TO DO
Set down the data below without change, skipping the pictures it holds.

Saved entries
..............................

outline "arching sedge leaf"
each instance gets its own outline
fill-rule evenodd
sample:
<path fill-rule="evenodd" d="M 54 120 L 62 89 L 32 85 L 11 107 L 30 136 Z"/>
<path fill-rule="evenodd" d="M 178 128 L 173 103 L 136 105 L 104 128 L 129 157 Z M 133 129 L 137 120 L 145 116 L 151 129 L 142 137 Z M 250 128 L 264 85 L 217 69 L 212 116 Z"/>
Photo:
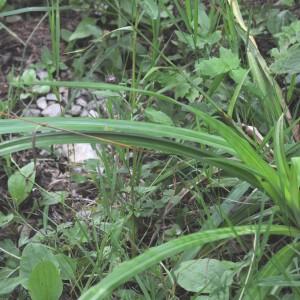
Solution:
<path fill-rule="evenodd" d="M 283 116 L 281 116 L 277 121 L 274 136 L 275 161 L 282 190 L 282 201 L 279 205 L 283 211 L 289 209 L 289 215 L 293 215 L 295 222 L 300 224 L 300 193 L 295 181 L 295 158 L 292 158 L 290 167 L 284 149 L 283 122 Z"/>
<path fill-rule="evenodd" d="M 92 118 L 20 118 L 0 120 L 0 134 L 31 133 L 36 131 L 124 132 L 156 138 L 181 139 L 212 146 L 230 154 L 235 153 L 228 146 L 228 143 L 219 136 L 162 124 Z"/>
<path fill-rule="evenodd" d="M 0 120 L 1 125 L 1 120 Z M 111 143 L 123 147 L 147 148 L 157 151 L 162 151 L 168 154 L 176 154 L 186 158 L 195 158 L 200 162 L 209 163 L 216 167 L 225 170 L 231 176 L 239 177 L 252 184 L 253 186 L 263 189 L 261 181 L 257 178 L 263 175 L 246 166 L 238 160 L 233 160 L 220 155 L 213 154 L 192 145 L 186 145 L 179 142 L 170 141 L 167 139 L 153 138 L 147 136 L 130 135 L 118 132 L 103 132 L 103 133 L 36 133 L 34 135 L 34 145 L 36 147 L 47 147 L 53 144 L 73 144 L 73 143 Z M 0 143 L 0 156 L 14 153 L 21 150 L 30 149 L 33 147 L 33 137 L 26 136 L 13 139 L 7 142 Z M 270 195 L 272 196 L 272 194 Z"/>
<path fill-rule="evenodd" d="M 144 254 L 141 254 L 129 261 L 120 264 L 100 283 L 91 287 L 87 292 L 85 292 L 80 297 L 80 300 L 106 299 L 111 295 L 114 289 L 124 284 L 135 275 L 147 270 L 160 261 L 168 257 L 172 257 L 184 250 L 224 239 L 259 233 L 296 237 L 300 232 L 295 228 L 287 226 L 257 225 L 237 226 L 234 228 L 234 231 L 232 230 L 232 228 L 220 228 L 183 236 L 160 246 L 150 248 Z"/>

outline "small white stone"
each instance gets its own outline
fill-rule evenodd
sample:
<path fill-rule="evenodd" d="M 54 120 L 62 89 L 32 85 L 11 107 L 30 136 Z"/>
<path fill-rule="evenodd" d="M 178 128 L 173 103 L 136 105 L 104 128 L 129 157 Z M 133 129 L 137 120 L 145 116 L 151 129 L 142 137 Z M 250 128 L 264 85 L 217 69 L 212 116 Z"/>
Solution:
<path fill-rule="evenodd" d="M 40 80 L 48 79 L 48 72 L 45 70 L 38 70 L 36 75 Z"/>
<path fill-rule="evenodd" d="M 53 93 L 47 94 L 46 98 L 48 101 L 57 101 L 58 100 L 57 96 Z"/>
<path fill-rule="evenodd" d="M 62 145 L 62 153 L 73 163 L 83 163 L 87 159 L 97 159 L 97 152 L 90 144 Z"/>
<path fill-rule="evenodd" d="M 45 109 L 47 107 L 46 97 L 40 97 L 36 100 L 36 106 L 40 109 Z"/>
<path fill-rule="evenodd" d="M 88 112 L 86 109 L 84 109 L 84 110 L 81 112 L 80 117 L 88 117 L 88 115 L 89 115 L 89 112 Z"/>
<path fill-rule="evenodd" d="M 93 117 L 93 118 L 99 118 L 98 112 L 95 111 L 95 110 L 93 110 L 93 109 L 91 109 L 91 110 L 89 111 L 89 116 L 90 116 L 90 117 Z"/>
<path fill-rule="evenodd" d="M 72 105 L 71 107 L 71 115 L 72 116 L 78 116 L 81 112 L 81 106 L 80 105 Z"/>
<path fill-rule="evenodd" d="M 45 117 L 58 117 L 61 115 L 61 107 L 57 103 L 51 104 L 42 111 L 42 115 Z"/>
<path fill-rule="evenodd" d="M 76 104 L 82 106 L 82 107 L 86 107 L 87 106 L 87 102 L 84 98 L 80 97 L 78 99 L 76 99 Z"/>
<path fill-rule="evenodd" d="M 40 116 L 41 111 L 36 108 L 30 108 L 24 111 L 24 117 L 38 117 Z"/>

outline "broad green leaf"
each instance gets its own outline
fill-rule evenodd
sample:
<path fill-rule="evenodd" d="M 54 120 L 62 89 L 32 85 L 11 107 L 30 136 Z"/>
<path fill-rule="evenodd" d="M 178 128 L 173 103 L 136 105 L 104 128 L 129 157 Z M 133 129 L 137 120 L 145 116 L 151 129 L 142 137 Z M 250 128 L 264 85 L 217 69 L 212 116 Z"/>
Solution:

..............................

WRITTEN RESPONSE
outline "arching sedge leaf"
each instance gets its own outline
fill-rule evenodd
sample:
<path fill-rule="evenodd" d="M 54 120 L 62 89 L 32 85 L 11 107 L 30 136 Z"/>
<path fill-rule="evenodd" d="M 178 128 L 173 103 L 136 105 L 104 128 L 129 157 Z M 133 129 L 137 120 L 145 116 L 151 129 L 142 137 Z M 250 128 L 264 85 L 217 69 L 212 116 Z"/>
Photo:
Solution:
<path fill-rule="evenodd" d="M 283 116 L 281 116 L 277 121 L 274 136 L 275 161 L 282 190 L 282 201 L 279 205 L 283 211 L 289 209 L 289 215 L 293 215 L 295 222 L 300 224 L 300 193 L 295 181 L 295 158 L 292 158 L 290 167 L 284 149 L 283 122 Z"/>
<path fill-rule="evenodd" d="M 92 118 L 20 118 L 0 120 L 0 134 L 31 133 L 36 131 L 124 132 L 156 138 L 181 139 L 212 146 L 230 154 L 235 153 L 228 146 L 228 143 L 219 136 L 162 124 Z"/>
<path fill-rule="evenodd" d="M 0 120 L 1 125 L 1 120 Z M 111 143 L 123 147 L 147 148 L 157 151 L 162 151 L 168 154 L 176 154 L 186 158 L 195 158 L 200 162 L 209 163 L 216 167 L 225 170 L 231 176 L 239 177 L 252 184 L 253 186 L 263 189 L 261 181 L 257 178 L 263 175 L 246 166 L 238 160 L 233 160 L 220 155 L 213 154 L 192 145 L 186 145 L 179 142 L 170 141 L 167 139 L 153 138 L 147 136 L 130 135 L 118 132 L 103 132 L 103 133 L 36 133 L 34 135 L 34 145 L 36 147 L 47 147 L 53 144 L 73 144 L 73 143 Z M 0 143 L 0 156 L 14 153 L 21 150 L 30 149 L 33 147 L 33 137 L 26 136 L 13 139 L 7 142 Z M 270 195 L 272 196 L 272 194 Z"/>
<path fill-rule="evenodd" d="M 144 254 L 141 254 L 129 261 L 120 264 L 100 283 L 91 287 L 87 292 L 85 292 L 80 297 L 80 300 L 106 299 L 111 295 L 114 289 L 124 284 L 135 275 L 147 270 L 160 261 L 168 257 L 172 257 L 184 250 L 224 239 L 259 233 L 296 237 L 300 232 L 295 228 L 287 226 L 257 225 L 237 226 L 234 228 L 234 231 L 232 230 L 232 228 L 220 228 L 183 236 L 160 246 L 150 248 Z"/>

outline "small white stone"
each instance gets its own outline
fill-rule evenodd
sample:
<path fill-rule="evenodd" d="M 54 120 L 62 89 L 32 85 L 11 107 L 30 136 Z"/>
<path fill-rule="evenodd" d="M 178 128 L 173 103 L 136 105 L 104 128 L 129 157 Z M 133 129 L 137 120 L 145 116 L 151 129 L 142 137 Z M 250 128 L 264 85 L 217 69 L 212 116 Z"/>
Solution:
<path fill-rule="evenodd" d="M 40 80 L 48 79 L 48 72 L 45 70 L 38 70 L 36 75 Z"/>
<path fill-rule="evenodd" d="M 53 93 L 47 94 L 46 98 L 48 101 L 57 101 L 58 100 L 57 96 Z"/>
<path fill-rule="evenodd" d="M 62 145 L 62 153 L 73 163 L 83 163 L 87 159 L 97 159 L 97 152 L 90 144 Z"/>
<path fill-rule="evenodd" d="M 45 109 L 47 107 L 46 97 L 40 97 L 36 100 L 36 106 L 40 109 Z"/>
<path fill-rule="evenodd" d="M 88 112 L 86 109 L 84 109 L 84 110 L 81 112 L 80 117 L 88 117 L 88 115 L 89 115 L 89 112 Z"/>
<path fill-rule="evenodd" d="M 93 117 L 93 118 L 99 118 L 98 112 L 95 111 L 95 110 L 93 110 L 93 109 L 91 109 L 91 110 L 89 111 L 89 116 L 90 116 L 90 117 Z"/>
<path fill-rule="evenodd" d="M 72 105 L 71 107 L 71 115 L 72 116 L 78 116 L 81 112 L 81 106 L 80 105 Z"/>
<path fill-rule="evenodd" d="M 45 117 L 58 117 L 61 115 L 61 107 L 57 103 L 51 104 L 42 111 L 42 115 Z"/>
<path fill-rule="evenodd" d="M 76 104 L 82 106 L 82 107 L 86 107 L 87 106 L 87 102 L 84 98 L 80 97 L 78 99 L 76 99 Z"/>
<path fill-rule="evenodd" d="M 40 116 L 41 111 L 36 108 L 30 108 L 24 111 L 24 117 L 38 117 Z"/>

outline "broad green leaf"
each instance gets its own outline
fill-rule evenodd
sample:
<path fill-rule="evenodd" d="M 54 120 L 62 89 L 32 85 L 11 107 L 30 136 Z"/>
<path fill-rule="evenodd" d="M 178 128 L 173 103 L 136 105 L 104 128 L 129 157 Z M 133 129 L 137 120 L 145 116 L 151 129 L 142 137 Z M 250 128 L 264 85 L 217 69 L 212 116 Z"/>
Solution:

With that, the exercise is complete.